_EXERCISE DESCRIPTION_
I'd like the line containing "of the stadium" and every line below it, to the end of the material, repeated exactly and with nothing else.

_GIVEN RECORDS_
____

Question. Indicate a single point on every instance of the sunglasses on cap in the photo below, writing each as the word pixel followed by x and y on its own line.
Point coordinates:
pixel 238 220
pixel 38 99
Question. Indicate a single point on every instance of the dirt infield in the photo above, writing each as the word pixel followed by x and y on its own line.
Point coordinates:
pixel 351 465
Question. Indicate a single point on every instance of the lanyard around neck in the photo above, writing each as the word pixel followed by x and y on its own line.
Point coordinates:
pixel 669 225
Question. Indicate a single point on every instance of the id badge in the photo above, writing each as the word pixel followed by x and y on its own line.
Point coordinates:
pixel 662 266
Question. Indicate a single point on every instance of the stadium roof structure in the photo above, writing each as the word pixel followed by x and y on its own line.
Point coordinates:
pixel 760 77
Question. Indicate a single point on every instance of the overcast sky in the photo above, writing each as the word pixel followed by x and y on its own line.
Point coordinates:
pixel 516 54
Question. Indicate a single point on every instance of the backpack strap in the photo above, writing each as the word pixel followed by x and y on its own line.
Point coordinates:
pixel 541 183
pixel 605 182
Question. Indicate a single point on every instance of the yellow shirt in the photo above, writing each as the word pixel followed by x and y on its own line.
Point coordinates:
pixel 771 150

____

_SOLUTION TO THIS TASK_
Question. Indicate a single point on every instance of the stadium roof structure in the photo above, writing each as the word pixel followed by x and y on its own line.
Point coordinates:
pixel 760 77
Question. Indicate a single point on every instance of the overcast sky in the photo above, writing each as the word pixel followed by x and y on its own line.
Point coordinates:
pixel 516 54
Question. Indicate a single point on every instance of the backpack strap in the photo above, writing each as the word pixel followed by x and y on its own line.
Point coordinates:
pixel 541 183
pixel 605 182
Question. Indicate a single point on every instance of the yellow shirt in the photo above, writing each as the word pixel followed by x and y on its own line.
Point coordinates:
pixel 771 150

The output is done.